AIM = Output the full listing word for word.

___ AVAILABLE DATA ___

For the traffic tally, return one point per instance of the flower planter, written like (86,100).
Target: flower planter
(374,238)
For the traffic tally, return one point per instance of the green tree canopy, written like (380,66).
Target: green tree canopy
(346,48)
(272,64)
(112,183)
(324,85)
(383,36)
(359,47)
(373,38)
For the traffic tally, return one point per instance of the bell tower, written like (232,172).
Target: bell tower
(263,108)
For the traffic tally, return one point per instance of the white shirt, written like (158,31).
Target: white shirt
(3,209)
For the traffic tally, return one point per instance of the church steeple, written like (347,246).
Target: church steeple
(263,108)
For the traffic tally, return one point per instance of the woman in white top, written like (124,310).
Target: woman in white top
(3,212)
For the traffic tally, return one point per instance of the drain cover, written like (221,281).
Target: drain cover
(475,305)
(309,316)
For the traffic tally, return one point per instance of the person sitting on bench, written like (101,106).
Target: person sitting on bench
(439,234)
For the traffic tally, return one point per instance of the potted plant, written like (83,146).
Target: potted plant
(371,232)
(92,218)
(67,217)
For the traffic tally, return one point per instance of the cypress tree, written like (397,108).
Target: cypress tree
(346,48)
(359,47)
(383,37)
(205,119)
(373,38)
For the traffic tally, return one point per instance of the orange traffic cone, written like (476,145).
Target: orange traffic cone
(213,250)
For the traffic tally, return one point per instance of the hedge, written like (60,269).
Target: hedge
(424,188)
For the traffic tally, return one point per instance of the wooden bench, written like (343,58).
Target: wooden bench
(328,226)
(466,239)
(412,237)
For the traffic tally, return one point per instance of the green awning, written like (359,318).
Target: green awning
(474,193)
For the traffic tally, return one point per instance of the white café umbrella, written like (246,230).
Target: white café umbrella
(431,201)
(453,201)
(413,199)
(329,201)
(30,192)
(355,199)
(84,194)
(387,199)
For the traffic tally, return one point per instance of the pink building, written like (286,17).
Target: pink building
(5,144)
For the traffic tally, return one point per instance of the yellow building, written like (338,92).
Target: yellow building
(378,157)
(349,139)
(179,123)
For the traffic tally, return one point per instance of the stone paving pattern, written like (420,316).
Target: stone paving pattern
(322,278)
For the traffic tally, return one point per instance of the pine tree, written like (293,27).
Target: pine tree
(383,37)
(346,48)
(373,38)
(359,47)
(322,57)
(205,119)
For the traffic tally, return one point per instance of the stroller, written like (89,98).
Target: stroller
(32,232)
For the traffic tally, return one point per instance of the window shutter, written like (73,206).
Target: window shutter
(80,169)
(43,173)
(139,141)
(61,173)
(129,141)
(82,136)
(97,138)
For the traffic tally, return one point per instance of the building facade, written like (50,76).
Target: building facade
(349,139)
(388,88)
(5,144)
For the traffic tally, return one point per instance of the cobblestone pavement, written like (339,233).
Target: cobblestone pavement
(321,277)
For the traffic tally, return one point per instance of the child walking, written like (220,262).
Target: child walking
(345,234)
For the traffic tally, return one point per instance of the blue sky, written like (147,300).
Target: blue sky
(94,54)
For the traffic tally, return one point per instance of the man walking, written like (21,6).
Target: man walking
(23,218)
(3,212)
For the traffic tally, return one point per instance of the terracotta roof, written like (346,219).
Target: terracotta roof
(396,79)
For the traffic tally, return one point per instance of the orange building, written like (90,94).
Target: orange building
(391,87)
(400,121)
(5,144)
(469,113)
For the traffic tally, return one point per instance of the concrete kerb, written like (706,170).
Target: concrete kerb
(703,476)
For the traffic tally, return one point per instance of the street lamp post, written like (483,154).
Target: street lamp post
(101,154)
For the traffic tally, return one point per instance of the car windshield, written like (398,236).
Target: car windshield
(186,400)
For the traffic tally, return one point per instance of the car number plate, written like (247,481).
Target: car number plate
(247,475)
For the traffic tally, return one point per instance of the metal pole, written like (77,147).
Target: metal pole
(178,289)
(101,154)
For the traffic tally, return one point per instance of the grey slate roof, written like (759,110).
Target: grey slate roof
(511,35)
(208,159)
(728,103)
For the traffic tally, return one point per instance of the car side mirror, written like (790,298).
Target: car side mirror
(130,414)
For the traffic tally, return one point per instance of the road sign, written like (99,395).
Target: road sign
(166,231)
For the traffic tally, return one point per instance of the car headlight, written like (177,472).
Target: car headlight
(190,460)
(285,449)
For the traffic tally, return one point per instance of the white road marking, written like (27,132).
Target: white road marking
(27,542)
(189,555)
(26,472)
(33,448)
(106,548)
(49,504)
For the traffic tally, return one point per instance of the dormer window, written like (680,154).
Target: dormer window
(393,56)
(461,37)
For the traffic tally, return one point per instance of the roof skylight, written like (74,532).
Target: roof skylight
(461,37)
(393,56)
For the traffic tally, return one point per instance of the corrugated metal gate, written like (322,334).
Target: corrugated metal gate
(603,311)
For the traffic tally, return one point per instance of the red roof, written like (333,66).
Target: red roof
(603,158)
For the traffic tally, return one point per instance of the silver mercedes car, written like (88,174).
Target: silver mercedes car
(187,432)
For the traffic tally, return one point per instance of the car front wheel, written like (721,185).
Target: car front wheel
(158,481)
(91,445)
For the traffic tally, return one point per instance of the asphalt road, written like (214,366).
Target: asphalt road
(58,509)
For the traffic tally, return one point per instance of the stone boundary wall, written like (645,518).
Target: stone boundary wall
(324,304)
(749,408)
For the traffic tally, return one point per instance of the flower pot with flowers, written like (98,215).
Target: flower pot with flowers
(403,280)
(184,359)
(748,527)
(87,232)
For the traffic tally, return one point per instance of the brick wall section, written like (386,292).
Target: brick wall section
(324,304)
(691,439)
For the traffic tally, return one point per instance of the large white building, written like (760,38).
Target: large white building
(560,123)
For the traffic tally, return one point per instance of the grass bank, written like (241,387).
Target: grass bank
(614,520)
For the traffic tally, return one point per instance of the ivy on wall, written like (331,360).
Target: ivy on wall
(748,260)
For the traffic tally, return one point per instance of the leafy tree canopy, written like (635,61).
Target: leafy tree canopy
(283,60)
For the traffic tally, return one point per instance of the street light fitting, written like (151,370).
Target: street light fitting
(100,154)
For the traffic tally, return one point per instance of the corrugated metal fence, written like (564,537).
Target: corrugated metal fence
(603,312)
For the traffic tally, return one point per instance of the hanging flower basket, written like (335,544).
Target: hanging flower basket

___

THE RESULT =
For the traffic tally, return one point per instance of the flower planter, written like (86,100).
Target: flower planter
(374,238)
For the traffic tally, return one point per instance of the green tree canopy, written like (380,66).
Target: green tree canopy
(346,48)
(272,64)
(112,183)
(324,85)
(383,36)
(359,47)
(373,38)
For the traffic tally, return one point per instance of the bell tower, written like (232,172).
Target: bell tower
(263,108)
For the traffic tally, return one point per instance of the white shirt, written like (158,31).
Target: white shirt
(3,209)
For the traffic tally, return one point per instance of the church steeple, written like (347,246).
Target: church steeple
(263,108)
For the traffic tally, return one point per instance of the woman in white top, written like (124,310).
Target: woman in white top
(3,212)
For the traffic tally, return one point per instance of the drain cover, written like (221,281).
Target: drain cover
(475,305)
(309,316)
For the traffic tally, return one point per instance of the person sitting on bench, written like (101,106).
Target: person sitting on bench
(439,234)
For the traffic tally, return one point per instance of the potted plant, written like (83,146).
Target: potted plant
(371,232)
(92,218)
(67,217)
For the traffic tally, return one point per instance of the cypress tree, written like (397,108).
Target: cypress tree
(346,48)
(359,47)
(383,37)
(205,119)
(373,38)
For the traffic tally, return one point per instance of the orange traffic cone, written like (476,145).
Target: orange traffic cone
(213,250)
For the traffic tally, return one point per instance of the hedge, written like (60,269).
Target: hedge
(424,188)
For the traffic tally, return one point per instance of the wooden bench, written like (343,58).
Target: wooden bench
(328,226)
(466,239)
(412,237)
For the traffic tally, return one point per instance of the green awning, written like (359,318).
Target: green awning
(474,193)
For the traffic tally, return one point per instance of the white café umbrella, written like (246,230).
Target: white café umbrella
(431,201)
(453,201)
(413,199)
(329,201)
(30,192)
(355,199)
(84,194)
(387,199)
For the traffic tally, return one point per instance of the pink building, written like (286,17).
Target: pink building
(5,144)
For the traffic tally, return one point per instance of the yellow building, written like (338,92).
Target: yellow building
(378,157)
(349,139)
(179,123)
For the traffic tally, return one point per instance of the stone paving pattern, written like (420,316).
Target: stone paving pattern
(322,278)
For the traffic tally, return one point per instance of the pine tree, written like (293,27).
Target: pine tree
(383,37)
(346,48)
(373,38)
(359,47)
(322,57)
(205,119)
For the traffic tally, return one point per instance of the stroller, written like (89,98).
Target: stroller
(32,232)
For the traffic tally, return one point per instance of the window shutter, written like (73,206).
Target: window shutter
(80,169)
(43,173)
(139,141)
(61,173)
(129,141)
(82,136)
(97,138)
For the traffic tally, return one point per instance of the building facade, written like (50,76).
Target: building facade
(349,139)
(388,88)
(5,144)
For the traffic tally, return one point per instance of the cobblestone pavement, written like (339,233).
Target: cobblestone pavement
(321,277)
For the traffic tally, return one point per instance of the child walking, written like (220,262).
Target: child walking
(345,234)
For the traffic tally, return one point per instance of the blue sky, written like (147,300).
Target: blue sky
(94,54)
For the traffic tally, return one point per instance of the man walking, written like (21,6).
Target: man walking
(23,218)
(3,212)
For the traffic tally, return one point per instance of the terracotta roof, written like (346,219).
Target: terracotta roof
(396,79)
For the traffic tally, return one point per instance of the orange building, written like (90,94).
Target: orange building
(391,87)
(400,121)
(5,144)
(469,113)
For the traffic tally, return one point per instance of the concrete kerb, written like (706,170).
Target: concrete kerb
(703,476)
For the traffic tally, return one point per instance of the street lamp post, written like (483,154).
Target: street lamp post
(101,154)
For the traffic tally, return one point per instance of the car windshield, written like (398,236).
Target: car windshield
(186,400)
For the traffic tally, return one point per instance of the car number plate, written like (247,481).
Target: car number plate
(247,475)
For the traffic tally, return one point per instance of the metal pole, written like (77,147).
Target: metal pole
(178,289)
(101,154)
For the traffic tally, return one point per instance of the grey slate roof, written like (759,110).
Target: grey slate roof
(511,35)
(208,159)
(728,103)
For the traffic tally, return one point per instance of the car side mirror, written like (790,298).
Target: car side mirror
(130,414)
For the traffic tally, return one point per instance of the road sign, written like (99,395).
Target: road sign
(166,231)
For the traffic tally, return one point per instance of the car headlight, written like (177,472).
Target: car headlight
(190,460)
(285,449)
For the traffic tally, return one point per instance of the white road marking, written like (27,132).
Target: white road marking
(27,542)
(189,555)
(26,472)
(33,448)
(106,548)
(49,504)
For the traffic tally, return one point per instance of the dormer window, written like (680,154).
Target: dormer window
(393,56)
(461,37)
For the traffic tally, return one point per instance of the roof skylight, written like (74,532).
Target: roof skylight
(461,37)
(393,56)
For the traffic tally, return one point per instance of the corrugated metal gate, written like (322,334).
Target: corrugated metal gate
(603,311)
For the traffic tally, return one point per instance of the red roof, written like (333,66).
Target: red roof
(603,158)
For the traffic tally, return one point per instance of the silver mercedes car, written like (88,174).
Target: silver mercedes car
(187,432)
For the traffic tally, return one point per instance of the car front wheel, written like (721,185).
Target: car front wheel
(158,481)
(91,445)
For the traffic tally, return one point per instance of the asphalt road, written like (214,366).
Target: asphalt road
(58,509)
For the traffic tally, return one point per instance of the stone boundary wall, written like (645,518).
Target: stone boundary wall
(324,304)
(749,408)
For the traffic tally, return one point per instance of the flower pot with flowers, written like (98,215).
Target: flower pot with flowers
(403,280)
(184,359)
(748,527)
(87,232)
For the traffic tally, return one point per instance of the brick wall section, written like (386,292).
Target: brick wall section
(324,304)
(691,439)
For the traffic tally, return one point per instance of the large white building, written like (760,38).
Target: large white building
(560,123)
For the traffic tally, return one point per instance of the grass bank, written like (241,387).
Target: grass bank
(614,520)
For the traffic tally, return one point per instance of the ivy on wall, written like (331,360).
Target: ivy on wall
(748,260)
For the traffic tally, return one point per instance of the leafy tree canopy, written like (635,61).
Target: leafy tree canopy
(283,60)
For the traffic tally, return one point per instance of the street light fitting, written like (151,370).
Target: street light fitting
(100,154)
For the traffic tally, return one point per instance of the corrugated metal fence, written like (564,537).
Target: corrugated metal fence
(603,312)
For the traffic tally, return one point per instance of the hanging flower basket, written like (335,544).
Target: hanging flower basket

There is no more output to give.